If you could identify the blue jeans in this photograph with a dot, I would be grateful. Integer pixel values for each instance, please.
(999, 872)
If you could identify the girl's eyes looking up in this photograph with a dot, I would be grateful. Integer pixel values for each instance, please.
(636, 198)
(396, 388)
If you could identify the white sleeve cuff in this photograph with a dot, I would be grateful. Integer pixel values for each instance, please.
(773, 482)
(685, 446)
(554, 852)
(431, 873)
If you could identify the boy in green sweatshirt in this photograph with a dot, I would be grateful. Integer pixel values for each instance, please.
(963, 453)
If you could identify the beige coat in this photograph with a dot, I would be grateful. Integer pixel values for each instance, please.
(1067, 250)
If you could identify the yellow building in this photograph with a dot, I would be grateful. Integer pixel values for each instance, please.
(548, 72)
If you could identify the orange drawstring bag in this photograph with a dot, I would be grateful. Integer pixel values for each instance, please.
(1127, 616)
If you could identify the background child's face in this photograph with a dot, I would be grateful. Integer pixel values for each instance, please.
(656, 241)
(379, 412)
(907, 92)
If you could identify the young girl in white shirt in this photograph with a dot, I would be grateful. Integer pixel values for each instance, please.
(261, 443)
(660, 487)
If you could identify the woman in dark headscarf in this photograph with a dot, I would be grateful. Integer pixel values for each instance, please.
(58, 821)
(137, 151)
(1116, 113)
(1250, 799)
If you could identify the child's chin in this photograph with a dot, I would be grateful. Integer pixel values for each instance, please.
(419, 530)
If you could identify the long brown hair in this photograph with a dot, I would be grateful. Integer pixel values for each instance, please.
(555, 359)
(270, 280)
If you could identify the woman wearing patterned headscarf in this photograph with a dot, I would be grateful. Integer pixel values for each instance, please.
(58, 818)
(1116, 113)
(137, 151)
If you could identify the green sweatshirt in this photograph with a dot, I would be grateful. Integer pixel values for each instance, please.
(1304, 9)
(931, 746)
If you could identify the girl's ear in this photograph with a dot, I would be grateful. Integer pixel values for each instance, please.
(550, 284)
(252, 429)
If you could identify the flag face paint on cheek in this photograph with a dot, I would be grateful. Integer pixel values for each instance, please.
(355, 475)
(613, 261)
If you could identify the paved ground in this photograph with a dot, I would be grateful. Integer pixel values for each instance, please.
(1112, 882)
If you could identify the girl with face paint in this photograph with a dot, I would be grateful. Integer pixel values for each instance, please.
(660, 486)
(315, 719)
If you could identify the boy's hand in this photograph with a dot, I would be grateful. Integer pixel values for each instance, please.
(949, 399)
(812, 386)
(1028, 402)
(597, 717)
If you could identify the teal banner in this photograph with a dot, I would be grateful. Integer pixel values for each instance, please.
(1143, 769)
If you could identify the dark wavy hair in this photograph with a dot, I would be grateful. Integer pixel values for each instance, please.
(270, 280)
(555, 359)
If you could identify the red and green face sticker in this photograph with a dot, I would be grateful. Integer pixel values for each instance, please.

**Exercise:** Beginning with the line that contains "If you could identify the girl with", restate word for word each line through the last one in the data, and write nothing more.

**Your solution:**
If you could identify the girl with face paint in this photograph with a dot, I would be grateful. Integer pixel values for each instance, please.
(660, 486)
(315, 719)
If you could identify the boy's hand in this photograph with a dot, I would be grateful. Integer pixel values for each instance, please.
(949, 399)
(812, 386)
(1028, 402)
(597, 717)
If you could identify the teal banner in this photograph with a dot, I would be grateful. Integer pixel values for each instance, please.
(1143, 769)
If you could identify the dark wavy hair in this photograph with a dot, I would be grateful. Integer pixel values for each instance, please.
(270, 280)
(555, 359)
If you could identify the red and green face sticker in this photograph with a dot, I would be grateful. Integer pixel values for each instance, please.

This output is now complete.